PROVIDED INFORMATION.

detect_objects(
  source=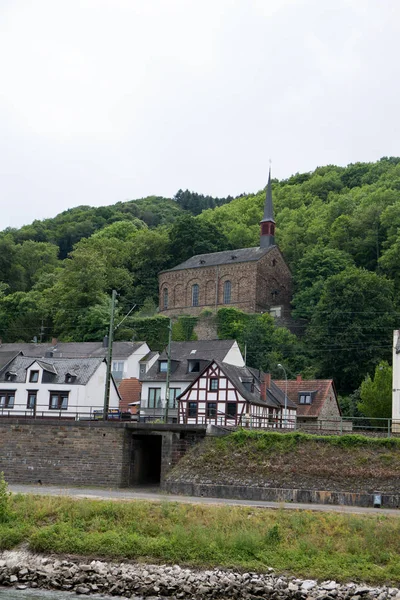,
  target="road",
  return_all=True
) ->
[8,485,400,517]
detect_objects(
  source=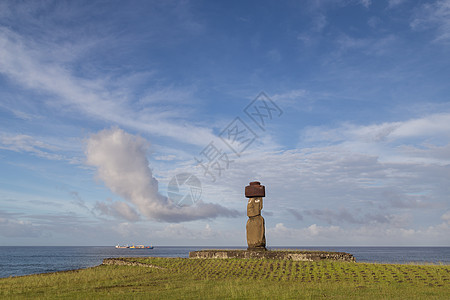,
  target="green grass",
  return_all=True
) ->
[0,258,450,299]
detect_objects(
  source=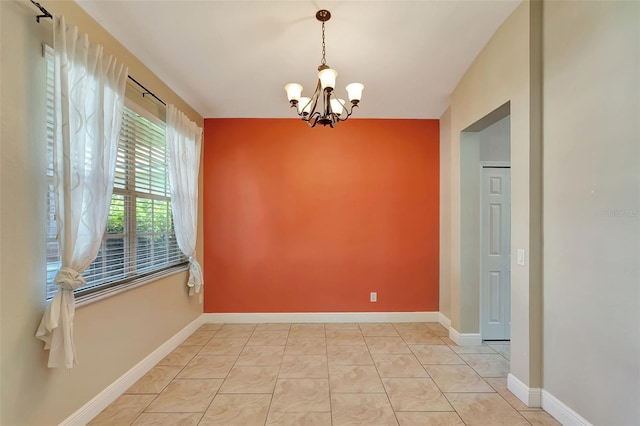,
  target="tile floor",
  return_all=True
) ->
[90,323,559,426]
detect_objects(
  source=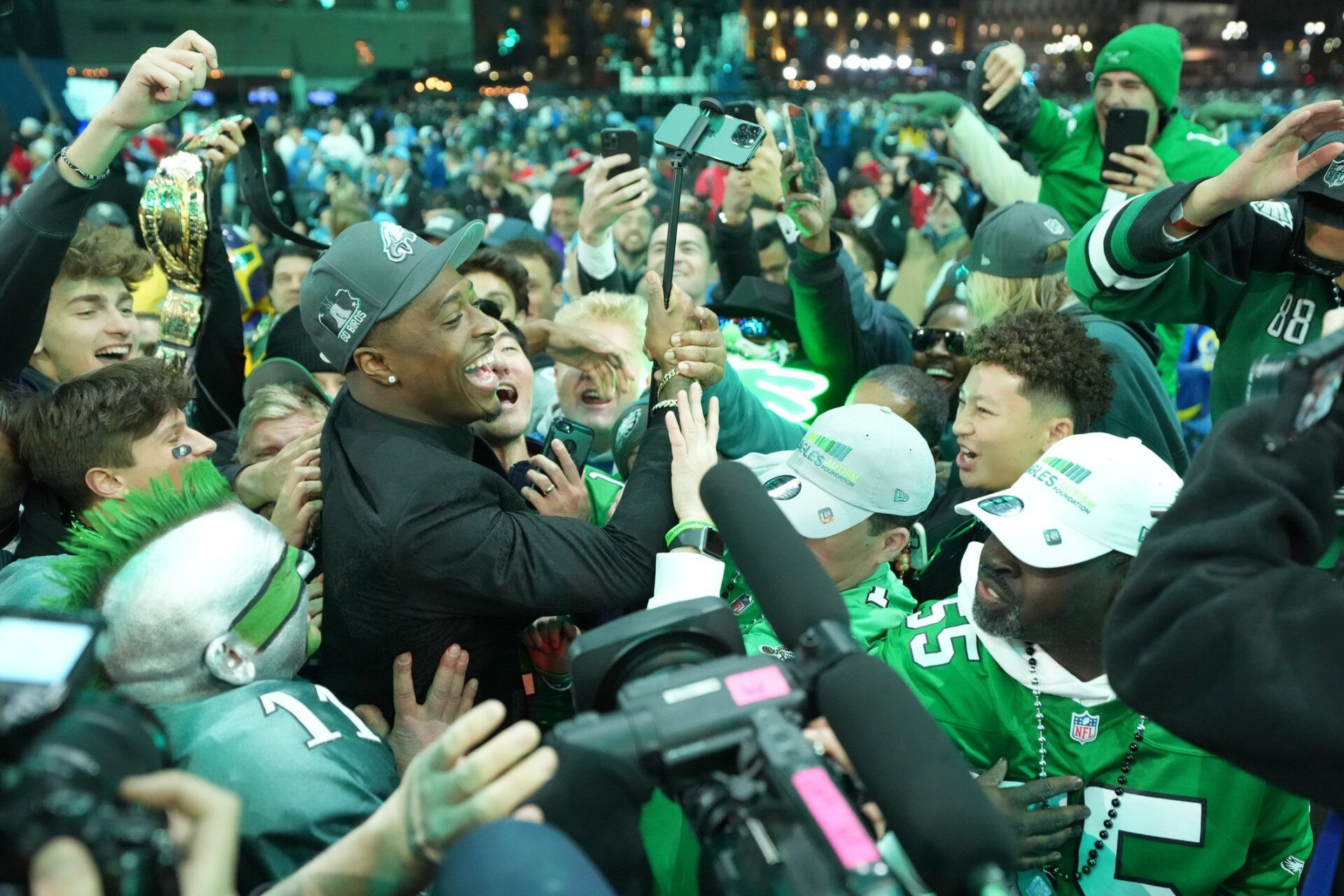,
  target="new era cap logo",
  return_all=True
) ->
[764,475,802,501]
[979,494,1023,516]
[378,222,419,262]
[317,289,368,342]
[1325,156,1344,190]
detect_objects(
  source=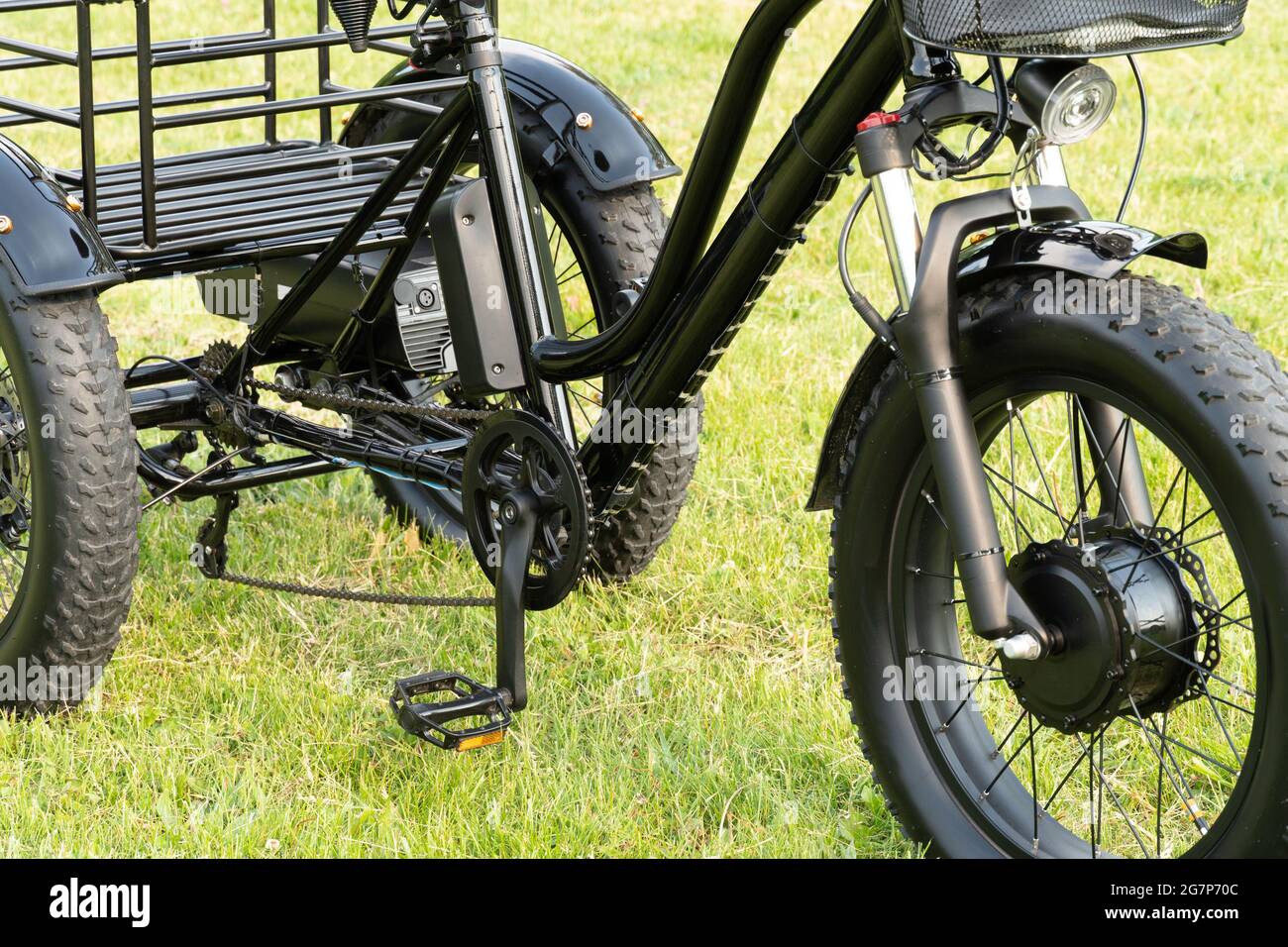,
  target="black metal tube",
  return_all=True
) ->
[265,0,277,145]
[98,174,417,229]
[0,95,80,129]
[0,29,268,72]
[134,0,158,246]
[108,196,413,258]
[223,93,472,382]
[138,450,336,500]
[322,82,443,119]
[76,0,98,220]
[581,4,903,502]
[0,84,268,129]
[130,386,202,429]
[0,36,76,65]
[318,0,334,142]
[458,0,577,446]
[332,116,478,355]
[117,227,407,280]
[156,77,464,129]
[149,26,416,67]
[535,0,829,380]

WHAT THE TASK REQUIRES. Please count the lines in the records above that contain the string "target", and reply with only that number.

RESULT. 5